**SET EXERCISE A**. In the listing below, repeat every line from the one containing "Find green leaf in this photo." through the end of the listing, both ends included and the requests kept as they are. Multiply each bounding-box coordinate by 1.6 and round to whole numbers, with halves rounded up.

**DOCUMENT TEXT**.
Design and Connections
Along the top are some basic controls for the TV itself, including power, vol+/-, ch+/-, menu and source. At the top right hand side of the chassis there is a manual release button for the disc tray, which needs to be pulled out in order to attach a disc. Whilst this approach might not sound very elegant, it does at least offer a more tactile and robust approach that might prove popular with younger hands. The rear of the chassis is made of matte black plastic, with ventilation grilles at the top and downward firing speakers at the bottom. There is a hard wired power cable that is 1.3m long.
The Alba has a bare bones set of connections, comprising a single HDMI input, a SCART connector, a USB port (which appears to serve no purpose) and a composite video connector with stereo analogue inputs, all facing downwards. At the side, 9cm in from the edge, there is an aerial socket, a headphone socket and a CI (Common Interface) slot.
In the Features menu, you can control the Child Lock, the Language, the Clock, the OAD, Auto SCART, CI Info and Auto Standby. Finally in the Setup menu there are controls for OSD Timer, Sleep Timer, Aspect Ratio, HDMI Setup, Blue Screen, Reset to Default and First Time Installation. In the HDMI Setup Menu there is a choice of Overscan and Underscan, you need to select Underscan which is Alba's interesting name for pixel mapping. You also need to ensure that you select an Aspect Ratio of 16:9 but you can access the Aspect Ratio options directly from the remote control.

**AVAILABLE DATA**.
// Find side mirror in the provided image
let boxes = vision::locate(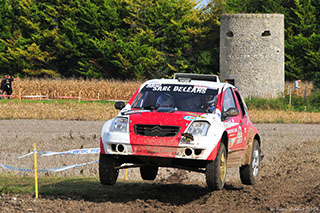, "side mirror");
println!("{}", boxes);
[224,107,239,117]
[114,101,126,110]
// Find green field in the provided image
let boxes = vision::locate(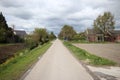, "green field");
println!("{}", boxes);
[0,43,51,80]
[64,42,116,66]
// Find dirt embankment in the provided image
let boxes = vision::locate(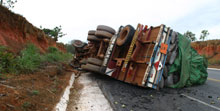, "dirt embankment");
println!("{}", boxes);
[0,6,65,53]
[191,40,220,64]
[0,64,75,111]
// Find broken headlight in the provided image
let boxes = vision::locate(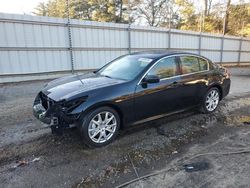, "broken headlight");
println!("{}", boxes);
[61,97,87,112]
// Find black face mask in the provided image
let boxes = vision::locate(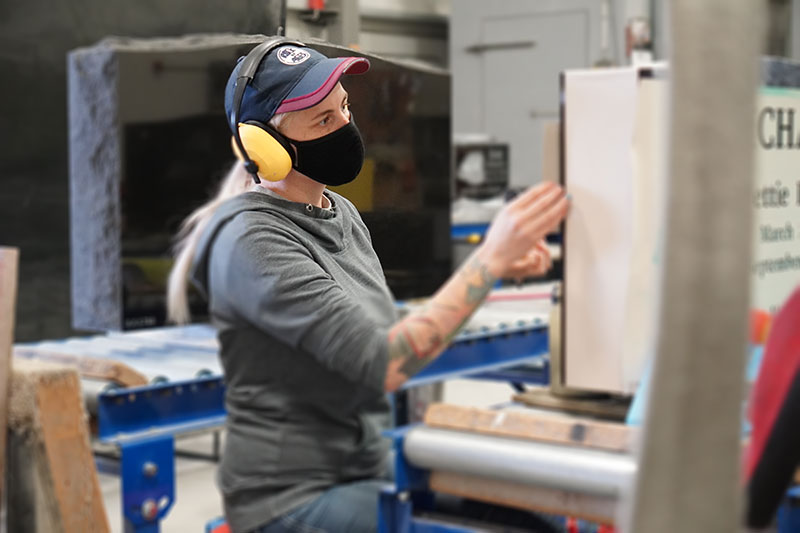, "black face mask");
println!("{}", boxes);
[289,117,364,187]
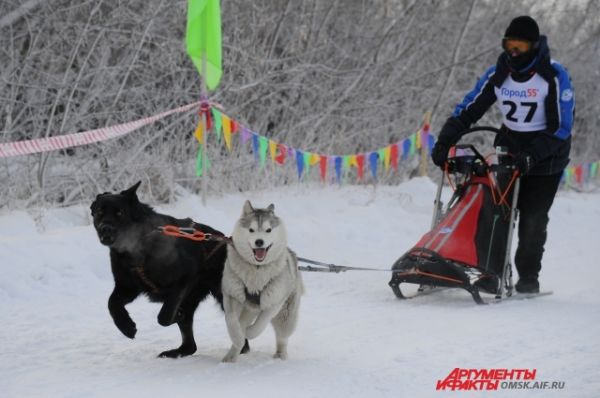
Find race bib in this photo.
[494,74,548,131]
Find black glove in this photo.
[515,152,535,175]
[431,141,450,169]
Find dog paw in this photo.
[221,346,240,363]
[115,319,137,339]
[246,324,262,340]
[240,339,250,354]
[158,347,196,358]
[156,311,176,326]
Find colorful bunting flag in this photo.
[390,144,398,171]
[275,144,287,164]
[269,140,277,162]
[334,156,344,184]
[319,155,329,182]
[211,107,223,141]
[185,0,222,90]
[295,149,304,179]
[252,133,260,161]
[369,152,379,180]
[240,127,252,144]
[221,115,231,152]
[355,153,365,181]
[258,135,269,167]
[383,145,392,171]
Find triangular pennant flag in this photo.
[356,153,365,181]
[222,115,231,152]
[230,119,240,134]
[575,165,583,184]
[252,133,260,161]
[421,127,429,149]
[196,145,210,177]
[269,140,277,162]
[210,107,223,141]
[390,144,398,171]
[309,153,321,166]
[240,127,252,144]
[295,149,304,179]
[319,155,329,182]
[194,120,204,144]
[427,134,435,156]
[377,148,385,164]
[303,152,312,174]
[275,144,287,164]
[342,155,352,170]
[402,138,410,160]
[258,135,269,167]
[383,145,392,171]
[348,155,358,167]
[333,156,344,184]
[369,152,379,180]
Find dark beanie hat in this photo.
[504,15,540,42]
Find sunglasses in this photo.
[502,38,533,55]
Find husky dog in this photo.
[222,201,304,362]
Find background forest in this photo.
[0,0,600,208]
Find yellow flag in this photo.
[221,114,231,152]
[383,145,392,171]
[194,120,204,145]
[348,155,358,167]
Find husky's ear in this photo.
[242,200,254,216]
[121,181,142,197]
[90,192,110,214]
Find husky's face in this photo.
[233,201,287,265]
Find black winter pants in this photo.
[515,172,562,278]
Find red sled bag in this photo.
[389,127,519,304]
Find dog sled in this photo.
[389,127,519,304]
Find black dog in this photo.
[91,182,248,358]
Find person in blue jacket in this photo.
[431,16,575,293]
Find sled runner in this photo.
[389,127,519,304]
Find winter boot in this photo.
[515,276,540,293]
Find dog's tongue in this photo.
[252,248,267,261]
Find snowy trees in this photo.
[0,0,600,206]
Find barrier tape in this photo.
[0,101,200,158]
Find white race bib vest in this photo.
[494,73,548,131]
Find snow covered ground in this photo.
[0,179,600,398]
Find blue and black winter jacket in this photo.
[439,36,575,175]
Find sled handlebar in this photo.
[459,126,516,146]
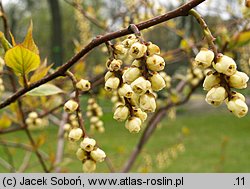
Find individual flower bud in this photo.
[108,59,122,71]
[28,112,38,119]
[95,120,103,127]
[227,98,248,117]
[69,128,83,141]
[104,71,115,82]
[122,35,138,48]
[80,137,96,152]
[25,117,34,125]
[82,159,96,173]
[205,87,227,106]
[90,148,106,162]
[76,148,87,161]
[213,55,237,76]
[193,68,203,79]
[122,67,141,84]
[195,48,214,68]
[159,72,172,88]
[131,76,151,95]
[146,55,165,71]
[35,118,43,126]
[64,100,78,113]
[90,116,99,123]
[118,83,134,98]
[203,72,221,91]
[133,108,148,122]
[131,59,141,68]
[128,42,147,58]
[105,77,120,91]
[111,96,119,103]
[140,93,156,112]
[114,44,128,55]
[76,79,91,91]
[113,106,129,121]
[125,117,142,133]
[149,72,166,91]
[228,71,249,89]
[63,123,71,131]
[86,111,93,117]
[147,42,161,56]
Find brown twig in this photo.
[0,0,205,109]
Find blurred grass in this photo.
[0,101,250,172]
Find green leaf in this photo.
[30,59,53,83]
[26,83,63,96]
[4,45,40,77]
[22,21,39,54]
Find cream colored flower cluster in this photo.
[76,137,106,173]
[0,57,5,94]
[25,112,46,129]
[102,35,169,133]
[86,98,105,133]
[195,49,249,117]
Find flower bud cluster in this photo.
[86,98,105,133]
[102,35,171,133]
[195,49,249,117]
[76,137,106,173]
[25,112,47,129]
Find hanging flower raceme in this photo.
[195,48,249,117]
[76,137,106,173]
[86,98,105,133]
[102,35,171,133]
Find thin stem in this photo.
[0,0,205,109]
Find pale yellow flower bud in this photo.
[195,48,214,68]
[90,148,106,162]
[107,59,122,71]
[113,106,129,121]
[146,55,165,71]
[122,67,141,84]
[114,44,128,55]
[69,128,83,141]
[63,123,71,131]
[76,79,91,91]
[131,59,141,68]
[159,72,172,88]
[118,83,134,98]
[203,72,221,91]
[104,71,115,82]
[228,71,249,89]
[76,148,87,161]
[95,120,103,127]
[125,117,142,133]
[213,55,237,76]
[227,98,248,117]
[82,159,96,173]
[140,93,156,112]
[64,100,78,113]
[133,108,148,122]
[128,42,147,58]
[147,42,161,56]
[80,137,96,152]
[86,111,93,117]
[131,76,151,95]
[28,112,38,119]
[90,116,99,123]
[105,77,120,91]
[205,87,227,106]
[149,72,166,91]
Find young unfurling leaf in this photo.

**SET EXERCISE B**. Based on the TV review above, decide whether each statement agrees with it, answering yes or no and quoting the deciding words: (i) The power cable is 1.3m long. (ii) The Alba has two HDMI inputs. (iii) The Aspect Ratio options can be reached directly from the remote control.

**TASK RESULT A**.
Find green leaf in this photo.
[48,94,85,133]
[42,133,101,154]
[6,72,64,123]
[35,34,62,86]
Find cream colored flower cluster in this photo.
[122,219,170,277]
[0,91,8,150]
[40,179,74,206]
[163,56,270,213]
[138,157,168,213]
[312,78,398,187]
Find flower bud cluster in this photo.
[138,157,168,213]
[163,56,274,213]
[312,78,398,187]
[122,219,170,277]
[40,179,75,206]
Find hanging flower raceme in this photo.
[312,77,398,187]
[122,219,170,277]
[138,157,168,213]
[163,56,274,213]
Find thin stem in this photo.
[0,0,328,174]
Find pale yellow flower bud in this photo.
[312,77,342,109]
[144,237,170,259]
[171,94,195,114]
[181,170,206,194]
[234,88,264,114]
[195,107,226,134]
[182,70,205,88]
[110,205,133,226]
[101,197,114,210]
[122,126,146,146]
[210,94,226,109]
[254,115,275,141]
[189,133,214,157]
[325,115,354,146]
[166,114,184,131]
[365,114,398,142]
[122,237,139,258]
[152,192,165,203]
[200,187,227,213]
[341,88,379,122]
[363,157,397,187]
[131,254,154,277]
[224,149,250,179]
[102,160,125,181]
[213,173,237,195]
[205,67,235,93]
[235,67,258,90]
[128,219,154,243]
[138,178,149,187]
[210,122,242,152]
[45,179,61,190]
[144,186,158,197]
[168,123,192,146]
[328,139,363,170]
[238,115,266,146]
Find young unfurling leaf in this photo.

**TASK RESULT B**.
(i) Yes: "There is a hard wired power cable that is 1.3m long."
(ii) No: "a single HDMI input"
(iii) Yes: "you can access the Aspect Ratio options directly from the remote control"